##### Provided records #####

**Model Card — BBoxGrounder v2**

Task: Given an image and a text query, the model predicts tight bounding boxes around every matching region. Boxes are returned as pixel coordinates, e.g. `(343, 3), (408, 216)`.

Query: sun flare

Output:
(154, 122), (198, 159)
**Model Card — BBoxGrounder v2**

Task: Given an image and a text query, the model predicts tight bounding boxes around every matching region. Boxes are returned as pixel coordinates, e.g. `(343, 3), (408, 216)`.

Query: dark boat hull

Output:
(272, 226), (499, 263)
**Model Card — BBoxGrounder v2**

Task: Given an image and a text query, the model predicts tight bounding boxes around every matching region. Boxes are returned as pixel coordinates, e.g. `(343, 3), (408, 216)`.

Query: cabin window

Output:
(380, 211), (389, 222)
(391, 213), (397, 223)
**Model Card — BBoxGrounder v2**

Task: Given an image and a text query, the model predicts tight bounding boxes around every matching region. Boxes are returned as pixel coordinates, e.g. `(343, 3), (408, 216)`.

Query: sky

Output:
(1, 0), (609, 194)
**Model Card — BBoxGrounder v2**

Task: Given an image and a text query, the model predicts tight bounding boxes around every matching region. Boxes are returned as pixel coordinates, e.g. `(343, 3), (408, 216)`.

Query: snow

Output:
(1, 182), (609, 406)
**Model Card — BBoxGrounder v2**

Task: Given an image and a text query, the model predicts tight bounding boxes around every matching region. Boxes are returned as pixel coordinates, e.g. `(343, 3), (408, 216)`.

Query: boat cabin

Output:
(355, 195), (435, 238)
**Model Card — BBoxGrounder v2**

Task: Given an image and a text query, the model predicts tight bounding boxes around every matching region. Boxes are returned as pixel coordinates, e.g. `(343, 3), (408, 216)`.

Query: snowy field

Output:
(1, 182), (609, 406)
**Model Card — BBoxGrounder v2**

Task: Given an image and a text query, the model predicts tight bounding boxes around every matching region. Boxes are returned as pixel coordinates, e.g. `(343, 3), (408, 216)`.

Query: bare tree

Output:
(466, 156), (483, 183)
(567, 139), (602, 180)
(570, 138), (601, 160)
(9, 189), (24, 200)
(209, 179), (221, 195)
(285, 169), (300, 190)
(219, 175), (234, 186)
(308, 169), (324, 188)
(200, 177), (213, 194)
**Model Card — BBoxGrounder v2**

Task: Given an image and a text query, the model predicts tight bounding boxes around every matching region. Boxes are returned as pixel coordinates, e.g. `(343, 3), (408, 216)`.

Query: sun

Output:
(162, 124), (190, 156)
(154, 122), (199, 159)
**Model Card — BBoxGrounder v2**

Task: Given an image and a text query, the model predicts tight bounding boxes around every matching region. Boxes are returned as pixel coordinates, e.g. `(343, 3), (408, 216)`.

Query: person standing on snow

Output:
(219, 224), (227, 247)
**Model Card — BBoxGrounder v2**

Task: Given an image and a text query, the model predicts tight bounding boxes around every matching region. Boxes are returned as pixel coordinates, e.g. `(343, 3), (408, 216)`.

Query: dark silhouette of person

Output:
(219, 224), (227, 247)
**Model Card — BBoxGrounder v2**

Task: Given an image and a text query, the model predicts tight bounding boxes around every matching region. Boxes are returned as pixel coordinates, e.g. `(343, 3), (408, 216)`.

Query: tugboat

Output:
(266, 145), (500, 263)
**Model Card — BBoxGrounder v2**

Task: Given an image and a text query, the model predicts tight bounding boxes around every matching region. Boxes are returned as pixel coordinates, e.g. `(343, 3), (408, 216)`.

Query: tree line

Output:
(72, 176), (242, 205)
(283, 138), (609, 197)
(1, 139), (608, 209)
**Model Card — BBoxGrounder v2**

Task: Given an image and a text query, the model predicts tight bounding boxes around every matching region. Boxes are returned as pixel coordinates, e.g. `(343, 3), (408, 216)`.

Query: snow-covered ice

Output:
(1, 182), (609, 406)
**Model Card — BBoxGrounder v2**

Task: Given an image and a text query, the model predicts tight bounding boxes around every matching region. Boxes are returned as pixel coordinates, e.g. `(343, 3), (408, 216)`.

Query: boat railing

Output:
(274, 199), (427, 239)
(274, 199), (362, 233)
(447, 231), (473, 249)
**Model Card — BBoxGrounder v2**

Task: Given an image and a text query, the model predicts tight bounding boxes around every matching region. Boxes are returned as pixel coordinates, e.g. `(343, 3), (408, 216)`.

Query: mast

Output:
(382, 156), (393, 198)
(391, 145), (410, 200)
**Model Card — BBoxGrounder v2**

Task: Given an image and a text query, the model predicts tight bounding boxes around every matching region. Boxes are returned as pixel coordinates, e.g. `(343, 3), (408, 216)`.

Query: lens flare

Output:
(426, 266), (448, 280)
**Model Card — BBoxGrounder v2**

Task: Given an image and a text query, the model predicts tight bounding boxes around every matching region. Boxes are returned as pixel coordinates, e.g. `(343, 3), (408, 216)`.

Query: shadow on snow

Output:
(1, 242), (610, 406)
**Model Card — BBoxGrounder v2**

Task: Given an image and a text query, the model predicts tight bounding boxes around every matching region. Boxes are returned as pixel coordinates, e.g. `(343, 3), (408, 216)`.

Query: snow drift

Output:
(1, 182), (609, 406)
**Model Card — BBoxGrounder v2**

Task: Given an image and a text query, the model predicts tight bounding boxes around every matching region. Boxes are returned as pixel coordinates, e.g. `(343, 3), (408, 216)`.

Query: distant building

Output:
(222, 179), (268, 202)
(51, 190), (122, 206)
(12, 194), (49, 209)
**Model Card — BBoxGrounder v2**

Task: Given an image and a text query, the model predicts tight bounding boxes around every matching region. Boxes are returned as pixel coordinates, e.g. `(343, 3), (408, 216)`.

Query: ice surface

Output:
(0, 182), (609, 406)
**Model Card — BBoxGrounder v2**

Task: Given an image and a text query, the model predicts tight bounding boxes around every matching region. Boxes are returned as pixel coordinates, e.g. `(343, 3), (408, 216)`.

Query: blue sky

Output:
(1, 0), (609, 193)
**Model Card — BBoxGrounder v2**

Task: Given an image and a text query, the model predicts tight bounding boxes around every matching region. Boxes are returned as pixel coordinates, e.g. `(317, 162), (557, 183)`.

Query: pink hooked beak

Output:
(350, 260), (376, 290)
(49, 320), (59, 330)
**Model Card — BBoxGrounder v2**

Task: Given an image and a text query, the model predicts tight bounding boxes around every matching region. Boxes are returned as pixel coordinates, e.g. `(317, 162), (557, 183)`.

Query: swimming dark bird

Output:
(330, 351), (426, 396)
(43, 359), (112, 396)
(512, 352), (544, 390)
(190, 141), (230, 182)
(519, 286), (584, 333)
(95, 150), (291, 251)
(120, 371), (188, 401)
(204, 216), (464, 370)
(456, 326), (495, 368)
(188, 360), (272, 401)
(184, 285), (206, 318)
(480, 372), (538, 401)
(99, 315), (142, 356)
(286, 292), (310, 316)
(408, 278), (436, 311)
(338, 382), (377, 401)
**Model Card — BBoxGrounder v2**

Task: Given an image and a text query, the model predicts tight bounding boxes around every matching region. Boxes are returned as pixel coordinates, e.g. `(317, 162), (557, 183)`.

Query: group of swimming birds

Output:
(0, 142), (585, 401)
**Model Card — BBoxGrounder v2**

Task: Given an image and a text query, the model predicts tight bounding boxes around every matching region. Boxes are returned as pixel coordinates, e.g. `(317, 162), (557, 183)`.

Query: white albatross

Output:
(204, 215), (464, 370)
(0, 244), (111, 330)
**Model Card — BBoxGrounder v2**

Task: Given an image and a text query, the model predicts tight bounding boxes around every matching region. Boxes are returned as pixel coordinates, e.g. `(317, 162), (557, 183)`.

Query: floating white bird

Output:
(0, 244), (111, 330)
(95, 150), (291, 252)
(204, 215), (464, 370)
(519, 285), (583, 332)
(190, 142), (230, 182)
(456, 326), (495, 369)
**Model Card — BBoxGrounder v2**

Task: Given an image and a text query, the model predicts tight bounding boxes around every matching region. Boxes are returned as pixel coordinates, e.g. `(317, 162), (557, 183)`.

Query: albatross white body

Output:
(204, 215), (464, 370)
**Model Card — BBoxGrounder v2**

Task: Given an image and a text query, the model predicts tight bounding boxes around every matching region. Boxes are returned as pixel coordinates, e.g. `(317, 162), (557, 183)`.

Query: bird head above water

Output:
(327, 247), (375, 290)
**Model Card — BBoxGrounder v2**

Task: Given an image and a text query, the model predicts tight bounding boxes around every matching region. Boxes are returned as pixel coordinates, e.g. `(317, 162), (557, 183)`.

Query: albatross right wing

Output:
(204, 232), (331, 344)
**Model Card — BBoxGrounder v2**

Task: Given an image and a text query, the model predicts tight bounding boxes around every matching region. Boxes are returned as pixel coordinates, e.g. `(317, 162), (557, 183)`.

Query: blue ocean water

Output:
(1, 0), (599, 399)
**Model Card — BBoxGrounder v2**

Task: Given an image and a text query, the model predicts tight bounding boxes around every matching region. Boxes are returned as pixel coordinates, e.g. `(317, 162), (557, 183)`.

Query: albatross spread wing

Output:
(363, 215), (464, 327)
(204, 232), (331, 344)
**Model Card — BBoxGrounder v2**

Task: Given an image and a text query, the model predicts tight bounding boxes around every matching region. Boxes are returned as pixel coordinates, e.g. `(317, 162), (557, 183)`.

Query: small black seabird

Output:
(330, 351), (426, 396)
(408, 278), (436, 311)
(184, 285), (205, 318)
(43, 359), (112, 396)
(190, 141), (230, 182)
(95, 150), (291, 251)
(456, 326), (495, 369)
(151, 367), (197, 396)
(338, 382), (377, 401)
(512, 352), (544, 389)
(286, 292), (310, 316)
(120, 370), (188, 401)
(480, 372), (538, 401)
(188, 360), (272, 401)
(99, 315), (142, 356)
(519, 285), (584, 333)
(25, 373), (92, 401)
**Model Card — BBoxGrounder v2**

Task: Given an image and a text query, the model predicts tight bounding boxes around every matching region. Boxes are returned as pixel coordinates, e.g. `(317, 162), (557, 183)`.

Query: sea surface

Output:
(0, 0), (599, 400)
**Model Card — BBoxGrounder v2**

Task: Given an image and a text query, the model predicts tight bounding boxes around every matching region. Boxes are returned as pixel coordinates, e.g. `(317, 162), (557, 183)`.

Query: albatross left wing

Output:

#####

**Exercise description**
Which lines in the listing above hold the word "cabin"? Show each of them.

**Response to this exercise**
Query: cabin window
Query: boat cabin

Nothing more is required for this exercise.